| Task |
Which of the lines below contain the string "tree"? Copy every one of them, treating uppercase and lowercase letters as distinct.

[Image location labeling lines]
Begin
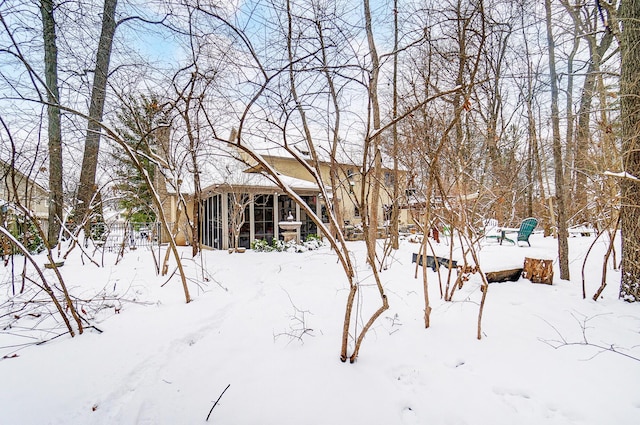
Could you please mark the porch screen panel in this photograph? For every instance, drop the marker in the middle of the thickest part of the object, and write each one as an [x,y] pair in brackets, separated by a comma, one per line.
[264,225]
[308,226]
[211,226]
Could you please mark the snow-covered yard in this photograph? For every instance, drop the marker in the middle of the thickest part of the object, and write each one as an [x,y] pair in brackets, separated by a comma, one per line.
[269,325]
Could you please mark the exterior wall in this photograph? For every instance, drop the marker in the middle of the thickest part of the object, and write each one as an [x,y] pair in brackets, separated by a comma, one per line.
[349,186]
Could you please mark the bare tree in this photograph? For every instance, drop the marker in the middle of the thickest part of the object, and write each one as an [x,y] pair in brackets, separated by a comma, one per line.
[53,120]
[630,112]
[563,245]
[87,187]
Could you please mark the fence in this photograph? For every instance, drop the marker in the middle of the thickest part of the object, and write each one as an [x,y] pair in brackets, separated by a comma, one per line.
[131,235]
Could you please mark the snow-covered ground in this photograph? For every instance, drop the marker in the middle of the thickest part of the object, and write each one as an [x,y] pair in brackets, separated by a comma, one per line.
[268,325]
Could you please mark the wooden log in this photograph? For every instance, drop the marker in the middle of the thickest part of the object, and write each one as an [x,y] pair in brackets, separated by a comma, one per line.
[510,275]
[431,261]
[538,270]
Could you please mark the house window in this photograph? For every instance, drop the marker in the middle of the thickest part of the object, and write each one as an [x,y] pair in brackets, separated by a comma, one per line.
[389,178]
[263,217]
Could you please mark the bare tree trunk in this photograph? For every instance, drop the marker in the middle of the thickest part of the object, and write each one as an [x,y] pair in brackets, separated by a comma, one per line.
[87,186]
[630,113]
[563,245]
[55,128]
[371,201]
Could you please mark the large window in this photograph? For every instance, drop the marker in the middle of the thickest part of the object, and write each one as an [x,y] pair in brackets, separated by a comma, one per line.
[211,226]
[239,217]
[308,226]
[263,217]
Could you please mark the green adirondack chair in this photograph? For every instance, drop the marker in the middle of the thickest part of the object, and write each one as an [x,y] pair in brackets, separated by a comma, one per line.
[526,229]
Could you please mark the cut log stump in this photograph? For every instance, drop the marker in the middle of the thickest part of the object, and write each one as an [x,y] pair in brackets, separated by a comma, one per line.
[538,270]
[431,261]
[510,275]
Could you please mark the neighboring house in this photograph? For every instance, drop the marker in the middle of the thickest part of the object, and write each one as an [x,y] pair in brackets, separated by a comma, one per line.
[27,192]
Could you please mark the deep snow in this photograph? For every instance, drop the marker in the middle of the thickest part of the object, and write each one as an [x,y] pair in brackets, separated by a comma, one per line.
[162,361]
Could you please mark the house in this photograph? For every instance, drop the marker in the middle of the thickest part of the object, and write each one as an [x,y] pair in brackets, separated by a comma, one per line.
[241,203]
[26,193]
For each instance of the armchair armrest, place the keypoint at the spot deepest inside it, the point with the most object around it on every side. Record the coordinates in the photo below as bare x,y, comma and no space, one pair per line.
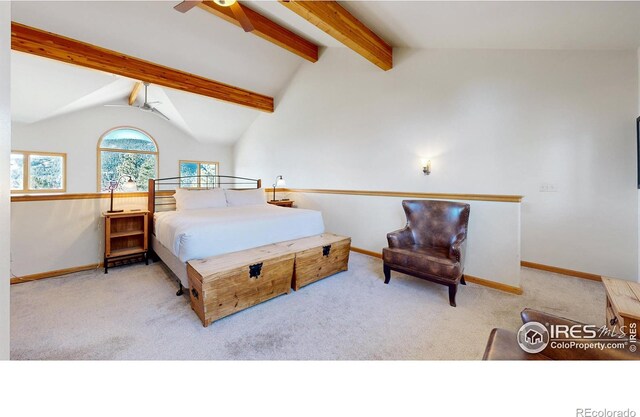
End
| Output of the exercise |
Could you please mark the bare tree in this photograph? For every instance, drop the marker in the middle of the thickest part of the object, and write each one as an [x,y] pair in brackets, separated by a comma, one per line.
Could you please mark the bare tree trunk in this photograph? For every instance, drop the marker in the middle of the thickest part of the object, and write each one as an [x,y] pair in brackets, separated by a comma, one per line.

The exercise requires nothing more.